• Written problem
Rewrite the lines below as a Markdown table with the columns "Row" and "Text," numbering each row and skipping blank lines. Leave the pictures out of the table.

• Location labeling records
= = = =
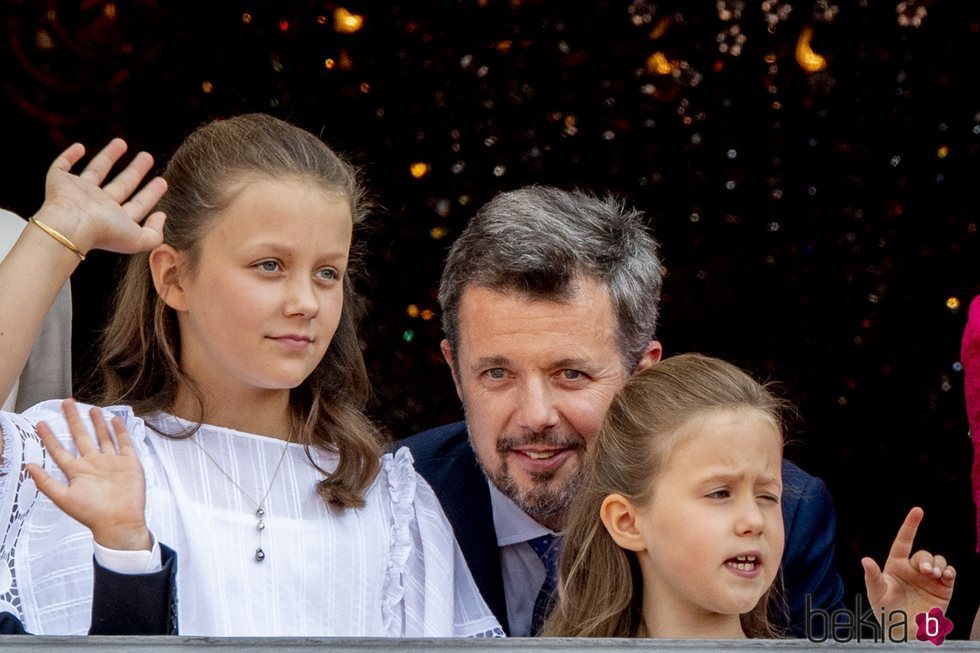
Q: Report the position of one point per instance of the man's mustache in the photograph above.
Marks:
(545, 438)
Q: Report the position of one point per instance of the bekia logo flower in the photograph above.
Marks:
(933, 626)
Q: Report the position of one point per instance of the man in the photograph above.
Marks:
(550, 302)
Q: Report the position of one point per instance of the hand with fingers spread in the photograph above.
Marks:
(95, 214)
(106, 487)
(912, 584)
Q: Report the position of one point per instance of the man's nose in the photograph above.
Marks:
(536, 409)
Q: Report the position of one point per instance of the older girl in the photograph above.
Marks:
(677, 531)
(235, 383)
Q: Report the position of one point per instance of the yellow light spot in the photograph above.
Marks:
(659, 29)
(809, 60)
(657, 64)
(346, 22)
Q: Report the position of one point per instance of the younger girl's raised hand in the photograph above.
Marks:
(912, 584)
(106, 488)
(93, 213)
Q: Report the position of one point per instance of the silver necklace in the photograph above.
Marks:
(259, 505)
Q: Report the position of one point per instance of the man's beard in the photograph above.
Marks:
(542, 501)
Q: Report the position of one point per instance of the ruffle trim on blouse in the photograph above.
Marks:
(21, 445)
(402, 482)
= = = =
• Response to this exercise
| Row | Text |
|---|---|
| 1 | Q: Report the position of one point per instance of the man's mustache in the photograph above. |
| 2 | Marks: |
| 3 | (545, 438) |
| 4 | Q: Report the position of one point per instance of the bekia logo flower in the photograph above. |
| 5 | Marks: |
| 6 | (933, 626) |
| 7 | Q: Report the position of one point per instance of the man in the photograph above. |
| 8 | Marks: |
| 9 | (550, 302) |
| 10 | Q: Report the position of one point per instance of the hand with fingers spread in the photograph above. |
| 11 | Marks: |
| 12 | (95, 214) |
| 13 | (106, 487) |
| 14 | (912, 584) |
| 15 | Q: Report the position of one point per instance of the man's nose in the photograph above. |
| 16 | Marks: |
| 17 | (536, 409) |
| 18 | Q: Report the position of one point per instance of the older girl in the photograph above. |
| 19 | Marks: |
| 20 | (677, 531) |
| 21 | (235, 383) |
| 22 | Q: Report the position of one point per instance of the yellow light spot in the photograph above. |
| 23 | Marks: |
| 24 | (659, 29) |
| 25 | (809, 60) |
| 26 | (657, 64) |
| 27 | (346, 22) |
| 28 | Q: Report the position of one point per instance of the younger girl's raised hand in the photograph above. |
| 29 | Marks: |
| 30 | (912, 584) |
| 31 | (106, 488) |
| 32 | (93, 213) |
| 33 | Q: Report the position of one point per instance of the silver necklace in the photograph above. |
| 34 | Marks: |
| 35 | (259, 505) |
| 36 | Q: Report the position of one point per instance of the man's beard in the photograph above. |
| 37 | Marks: |
| 38 | (542, 501) |
| 39 | Q: Report the position of one point per instance of the ruffle trim on blouse in the photograph above. |
| 40 | Marks: |
| 41 | (21, 445) |
| 42 | (402, 482) |